Action item: Where the records appear below, transcribe them exactly, leaving none out.

Given data:
========
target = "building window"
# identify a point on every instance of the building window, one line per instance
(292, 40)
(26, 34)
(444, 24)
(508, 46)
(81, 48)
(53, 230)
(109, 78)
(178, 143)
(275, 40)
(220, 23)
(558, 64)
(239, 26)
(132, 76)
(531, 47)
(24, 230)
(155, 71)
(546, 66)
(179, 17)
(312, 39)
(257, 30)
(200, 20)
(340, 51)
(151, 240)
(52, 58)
========
Task answer:
target = "building window"
# identify a point on every instance of the building window, one line per instance
(292, 40)
(26, 34)
(444, 24)
(508, 46)
(81, 48)
(53, 230)
(109, 78)
(178, 143)
(275, 40)
(220, 23)
(558, 64)
(239, 26)
(132, 76)
(531, 47)
(24, 230)
(155, 71)
(546, 66)
(179, 17)
(312, 39)
(257, 30)
(200, 20)
(340, 51)
(151, 240)
(52, 58)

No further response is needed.